— begin Material supplied —

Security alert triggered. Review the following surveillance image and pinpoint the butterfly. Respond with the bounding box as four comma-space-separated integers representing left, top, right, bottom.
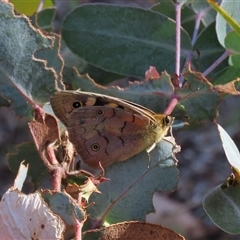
50, 91, 174, 168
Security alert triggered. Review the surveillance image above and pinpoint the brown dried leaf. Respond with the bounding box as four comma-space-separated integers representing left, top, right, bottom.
28, 112, 60, 169
84, 221, 185, 240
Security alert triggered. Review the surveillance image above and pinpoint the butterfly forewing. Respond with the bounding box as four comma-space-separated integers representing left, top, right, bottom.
51, 91, 173, 168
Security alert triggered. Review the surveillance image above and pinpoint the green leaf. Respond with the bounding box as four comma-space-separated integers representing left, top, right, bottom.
225, 31, 240, 71
40, 191, 86, 226
217, 124, 240, 172
212, 66, 240, 85
193, 23, 228, 77
0, 2, 62, 118
176, 71, 220, 123
88, 140, 178, 224
203, 185, 240, 234
215, 0, 240, 46
11, 0, 53, 16
62, 4, 191, 77
7, 143, 47, 188
191, 0, 217, 26
151, 0, 198, 36
36, 8, 56, 32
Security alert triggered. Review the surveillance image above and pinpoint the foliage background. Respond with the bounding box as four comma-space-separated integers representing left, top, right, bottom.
0, 1, 240, 240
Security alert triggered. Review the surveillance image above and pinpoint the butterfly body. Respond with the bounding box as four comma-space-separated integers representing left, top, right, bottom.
51, 91, 173, 168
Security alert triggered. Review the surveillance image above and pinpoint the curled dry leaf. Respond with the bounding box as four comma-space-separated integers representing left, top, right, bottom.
65, 178, 101, 201
83, 221, 184, 240
214, 78, 240, 95
28, 112, 60, 170
0, 190, 65, 239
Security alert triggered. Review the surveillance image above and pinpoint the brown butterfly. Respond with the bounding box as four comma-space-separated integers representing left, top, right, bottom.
51, 91, 174, 168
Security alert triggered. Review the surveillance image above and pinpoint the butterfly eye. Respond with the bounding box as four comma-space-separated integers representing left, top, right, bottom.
97, 110, 104, 116
72, 101, 82, 108
91, 143, 100, 152
163, 116, 172, 126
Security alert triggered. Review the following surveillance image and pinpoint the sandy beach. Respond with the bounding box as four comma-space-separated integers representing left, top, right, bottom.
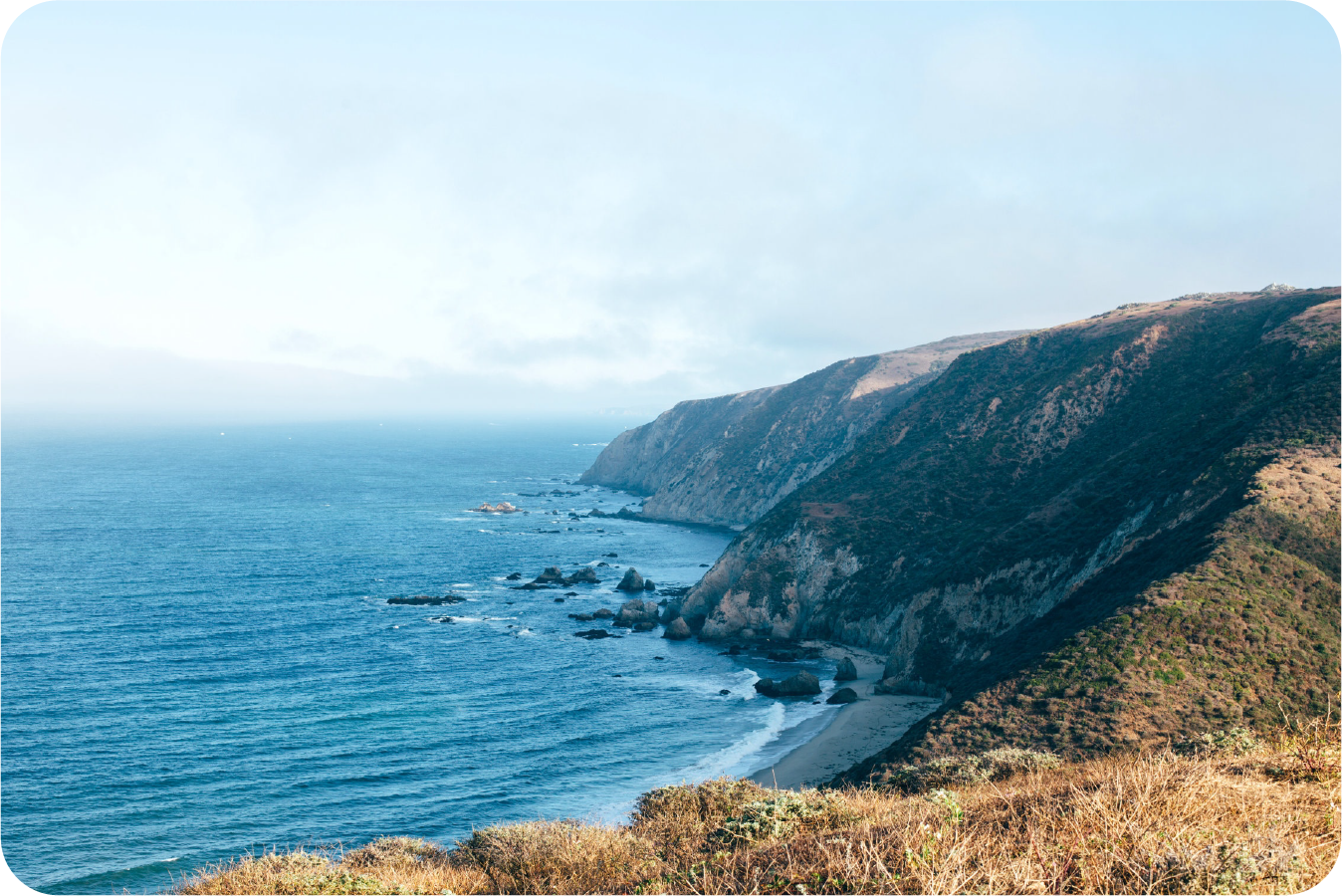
751, 646, 941, 790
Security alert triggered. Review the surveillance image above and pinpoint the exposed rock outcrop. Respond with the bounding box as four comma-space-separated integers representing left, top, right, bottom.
756, 672, 820, 698
578, 332, 1019, 526
614, 597, 660, 628
662, 617, 691, 641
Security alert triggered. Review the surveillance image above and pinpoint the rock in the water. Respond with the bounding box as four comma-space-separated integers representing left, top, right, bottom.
532, 566, 563, 584
573, 629, 620, 641
563, 566, 601, 587
662, 615, 690, 641
756, 672, 820, 698
614, 597, 659, 630
386, 594, 466, 606
471, 501, 521, 514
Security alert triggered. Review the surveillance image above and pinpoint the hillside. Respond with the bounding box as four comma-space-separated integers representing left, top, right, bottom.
683, 289, 1342, 762
578, 332, 1018, 527
180, 725, 1339, 896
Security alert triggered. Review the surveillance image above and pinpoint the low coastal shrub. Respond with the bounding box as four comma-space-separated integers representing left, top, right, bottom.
458, 821, 658, 896
629, 778, 769, 868
872, 747, 1061, 794
174, 719, 1342, 896
713, 790, 857, 847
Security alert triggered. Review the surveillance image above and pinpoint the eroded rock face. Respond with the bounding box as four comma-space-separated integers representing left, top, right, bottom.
682, 290, 1342, 696
578, 332, 1019, 526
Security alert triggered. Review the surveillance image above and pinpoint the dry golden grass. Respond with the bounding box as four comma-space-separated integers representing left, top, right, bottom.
176, 719, 1342, 896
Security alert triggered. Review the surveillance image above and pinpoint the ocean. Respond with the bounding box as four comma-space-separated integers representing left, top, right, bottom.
0, 422, 832, 896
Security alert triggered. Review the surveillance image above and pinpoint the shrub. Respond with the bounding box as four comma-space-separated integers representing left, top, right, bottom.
629, 778, 769, 869
872, 747, 1060, 794
459, 821, 658, 896
713, 790, 851, 847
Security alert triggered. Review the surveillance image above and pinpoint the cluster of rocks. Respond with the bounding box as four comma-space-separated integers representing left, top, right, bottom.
506, 566, 601, 591
470, 501, 524, 514
756, 672, 820, 698
386, 594, 466, 606
614, 566, 658, 591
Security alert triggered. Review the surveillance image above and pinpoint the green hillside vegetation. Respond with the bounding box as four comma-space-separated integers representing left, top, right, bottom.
684, 289, 1342, 762
174, 721, 1342, 896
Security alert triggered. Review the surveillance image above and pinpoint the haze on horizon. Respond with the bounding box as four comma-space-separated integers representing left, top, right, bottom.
0, 0, 1342, 420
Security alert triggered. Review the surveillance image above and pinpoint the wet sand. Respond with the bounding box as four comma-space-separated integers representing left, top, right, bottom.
751, 646, 941, 790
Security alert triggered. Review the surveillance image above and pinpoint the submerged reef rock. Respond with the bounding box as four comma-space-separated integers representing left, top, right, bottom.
756, 672, 820, 698
614, 566, 643, 591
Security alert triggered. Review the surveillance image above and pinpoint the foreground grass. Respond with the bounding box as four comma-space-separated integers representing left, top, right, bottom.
174, 721, 1342, 896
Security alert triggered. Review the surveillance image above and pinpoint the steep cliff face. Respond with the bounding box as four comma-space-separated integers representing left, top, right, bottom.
578, 332, 1019, 527
683, 289, 1342, 750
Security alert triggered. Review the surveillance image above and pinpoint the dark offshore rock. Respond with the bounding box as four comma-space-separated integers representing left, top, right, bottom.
563, 566, 601, 587
662, 617, 690, 641
756, 672, 820, 698
386, 594, 466, 606
573, 629, 620, 641
614, 597, 659, 628
532, 566, 563, 584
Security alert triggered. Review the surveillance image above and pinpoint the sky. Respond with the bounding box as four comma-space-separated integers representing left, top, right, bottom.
0, 0, 1342, 421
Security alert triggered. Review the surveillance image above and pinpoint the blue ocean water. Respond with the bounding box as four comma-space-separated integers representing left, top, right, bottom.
0, 422, 825, 896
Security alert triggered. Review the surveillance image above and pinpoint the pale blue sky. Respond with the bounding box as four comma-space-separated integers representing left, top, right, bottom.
0, 0, 1342, 417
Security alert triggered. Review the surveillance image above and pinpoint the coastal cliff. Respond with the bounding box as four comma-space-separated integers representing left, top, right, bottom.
682, 289, 1342, 756
578, 332, 1021, 527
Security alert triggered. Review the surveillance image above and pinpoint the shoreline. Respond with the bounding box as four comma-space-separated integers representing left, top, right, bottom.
746, 645, 941, 790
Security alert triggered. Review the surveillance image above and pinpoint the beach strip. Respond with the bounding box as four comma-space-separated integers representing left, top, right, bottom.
749, 646, 941, 790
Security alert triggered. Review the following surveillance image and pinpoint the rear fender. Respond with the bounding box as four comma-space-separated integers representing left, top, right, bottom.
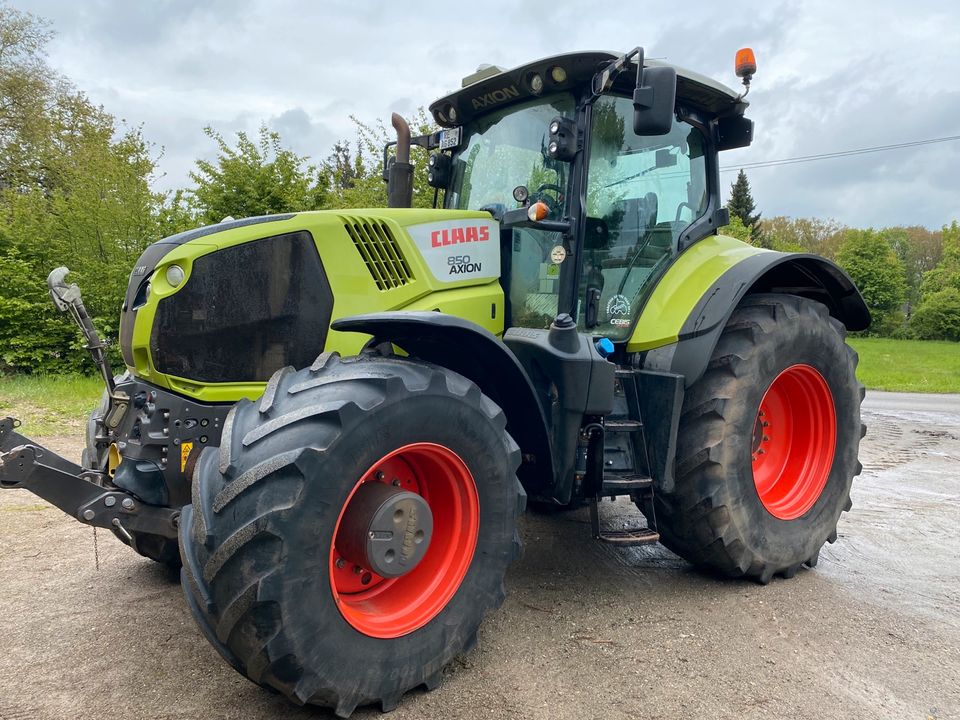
331, 312, 554, 495
641, 252, 870, 387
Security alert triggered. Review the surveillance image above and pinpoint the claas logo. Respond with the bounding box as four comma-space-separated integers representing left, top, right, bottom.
430, 225, 490, 247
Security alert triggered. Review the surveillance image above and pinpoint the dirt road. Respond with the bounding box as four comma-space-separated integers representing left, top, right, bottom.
0, 393, 960, 720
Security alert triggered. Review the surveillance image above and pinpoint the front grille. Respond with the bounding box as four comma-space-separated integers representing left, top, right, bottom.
343, 217, 413, 290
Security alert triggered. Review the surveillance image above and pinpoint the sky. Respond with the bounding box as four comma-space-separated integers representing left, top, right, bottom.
15, 0, 960, 229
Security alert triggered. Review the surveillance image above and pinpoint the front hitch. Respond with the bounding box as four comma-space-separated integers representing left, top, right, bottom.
47, 267, 130, 430
0, 417, 180, 544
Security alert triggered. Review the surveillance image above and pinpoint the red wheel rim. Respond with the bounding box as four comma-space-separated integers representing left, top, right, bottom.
753, 365, 837, 520
330, 443, 480, 638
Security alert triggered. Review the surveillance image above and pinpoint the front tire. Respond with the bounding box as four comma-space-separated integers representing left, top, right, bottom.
180, 354, 523, 717
640, 294, 865, 583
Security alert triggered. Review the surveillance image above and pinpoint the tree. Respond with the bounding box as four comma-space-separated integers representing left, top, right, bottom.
720, 213, 750, 243
0, 8, 160, 372
727, 170, 763, 245
190, 125, 322, 224
910, 287, 960, 341
920, 220, 960, 297
837, 230, 906, 335
880, 226, 943, 314
320, 108, 436, 208
762, 215, 844, 259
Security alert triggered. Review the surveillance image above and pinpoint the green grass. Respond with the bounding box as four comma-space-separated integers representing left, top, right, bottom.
0, 375, 103, 437
849, 338, 960, 393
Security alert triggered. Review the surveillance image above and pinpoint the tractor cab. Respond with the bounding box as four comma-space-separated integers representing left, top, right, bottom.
416, 49, 752, 341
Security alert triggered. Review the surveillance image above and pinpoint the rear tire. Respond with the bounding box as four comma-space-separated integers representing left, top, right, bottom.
640, 294, 865, 583
180, 353, 524, 717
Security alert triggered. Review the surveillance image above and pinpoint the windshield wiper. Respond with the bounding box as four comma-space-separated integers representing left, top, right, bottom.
603, 165, 657, 190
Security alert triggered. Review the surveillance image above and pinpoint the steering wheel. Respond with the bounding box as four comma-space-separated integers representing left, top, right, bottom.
530, 183, 563, 215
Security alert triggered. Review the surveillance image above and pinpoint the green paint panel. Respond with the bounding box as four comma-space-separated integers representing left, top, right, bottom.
627, 235, 773, 352
130, 208, 503, 402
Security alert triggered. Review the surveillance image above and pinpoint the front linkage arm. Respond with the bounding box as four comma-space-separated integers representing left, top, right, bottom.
0, 417, 180, 543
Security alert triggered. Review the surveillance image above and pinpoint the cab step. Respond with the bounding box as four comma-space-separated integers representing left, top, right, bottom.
600, 473, 653, 497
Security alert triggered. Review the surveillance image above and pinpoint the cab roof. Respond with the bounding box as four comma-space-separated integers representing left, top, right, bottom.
430, 51, 747, 127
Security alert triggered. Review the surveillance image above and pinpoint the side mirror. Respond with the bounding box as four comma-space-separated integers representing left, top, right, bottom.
633, 66, 677, 135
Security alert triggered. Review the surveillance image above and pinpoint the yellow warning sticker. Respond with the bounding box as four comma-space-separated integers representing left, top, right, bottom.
180, 442, 193, 472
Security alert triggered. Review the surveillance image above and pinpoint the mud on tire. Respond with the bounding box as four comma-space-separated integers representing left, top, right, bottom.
639, 294, 865, 583
180, 353, 525, 717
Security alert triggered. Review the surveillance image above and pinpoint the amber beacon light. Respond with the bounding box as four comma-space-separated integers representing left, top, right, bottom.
735, 48, 757, 80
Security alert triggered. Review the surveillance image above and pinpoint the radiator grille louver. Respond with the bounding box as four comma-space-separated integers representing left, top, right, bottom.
343, 218, 414, 290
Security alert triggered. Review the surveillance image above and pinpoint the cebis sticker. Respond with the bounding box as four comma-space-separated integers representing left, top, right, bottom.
406, 218, 500, 283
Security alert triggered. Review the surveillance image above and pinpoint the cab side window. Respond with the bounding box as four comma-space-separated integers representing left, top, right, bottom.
580, 96, 708, 339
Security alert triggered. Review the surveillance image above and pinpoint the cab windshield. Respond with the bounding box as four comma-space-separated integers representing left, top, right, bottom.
446, 93, 576, 328
446, 94, 575, 218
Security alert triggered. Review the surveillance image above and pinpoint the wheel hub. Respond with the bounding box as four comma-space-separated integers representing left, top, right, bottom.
336, 482, 433, 578
751, 364, 837, 520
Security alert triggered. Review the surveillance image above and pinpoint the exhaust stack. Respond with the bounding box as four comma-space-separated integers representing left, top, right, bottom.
387, 113, 413, 207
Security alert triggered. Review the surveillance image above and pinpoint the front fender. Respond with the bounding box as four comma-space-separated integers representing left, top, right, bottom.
331, 311, 554, 494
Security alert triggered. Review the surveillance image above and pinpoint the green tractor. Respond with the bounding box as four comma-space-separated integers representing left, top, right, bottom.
0, 48, 870, 717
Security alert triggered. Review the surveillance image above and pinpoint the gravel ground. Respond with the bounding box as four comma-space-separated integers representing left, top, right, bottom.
0, 393, 960, 720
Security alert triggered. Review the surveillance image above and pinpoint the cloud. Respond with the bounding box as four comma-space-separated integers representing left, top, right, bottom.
31, 0, 960, 227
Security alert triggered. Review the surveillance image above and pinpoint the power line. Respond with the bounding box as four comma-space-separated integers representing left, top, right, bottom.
720, 135, 960, 172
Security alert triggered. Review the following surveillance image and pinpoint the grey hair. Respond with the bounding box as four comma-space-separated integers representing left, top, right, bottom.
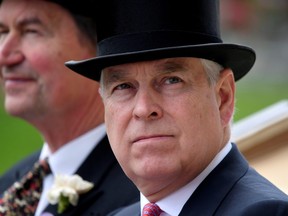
201, 59, 224, 85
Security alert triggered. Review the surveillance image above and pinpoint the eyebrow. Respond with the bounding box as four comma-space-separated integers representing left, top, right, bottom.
18, 16, 43, 26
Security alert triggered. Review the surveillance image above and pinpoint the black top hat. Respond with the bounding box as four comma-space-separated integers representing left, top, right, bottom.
66, 0, 256, 81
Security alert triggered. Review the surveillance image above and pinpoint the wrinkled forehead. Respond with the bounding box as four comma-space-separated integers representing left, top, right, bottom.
101, 57, 203, 84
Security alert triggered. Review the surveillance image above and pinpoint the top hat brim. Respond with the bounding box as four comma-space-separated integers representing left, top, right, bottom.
65, 43, 256, 81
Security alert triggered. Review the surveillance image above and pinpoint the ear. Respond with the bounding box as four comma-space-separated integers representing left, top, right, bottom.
216, 69, 235, 127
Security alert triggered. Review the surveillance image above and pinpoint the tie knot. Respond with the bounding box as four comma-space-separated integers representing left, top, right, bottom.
32, 158, 51, 178
142, 203, 162, 216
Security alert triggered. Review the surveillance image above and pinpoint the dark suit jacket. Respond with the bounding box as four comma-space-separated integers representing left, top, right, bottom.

— end Material supplied —

**Given instruction:**
Show every line of the records that contains the string "dark". Case counts.

**Finished task:**
Security alert triggered. Review the surveillance image above and pinpoint the dark offshore rock. Respond with the bounding box as four comma-space-separated integers representing left, top, right, bottom.
Security alert triggered. Review the surveillance image above and pinpoint the dark suit jacket. Respond with the bounding box as four comma-space-separated integers representing left, top, right, bottom.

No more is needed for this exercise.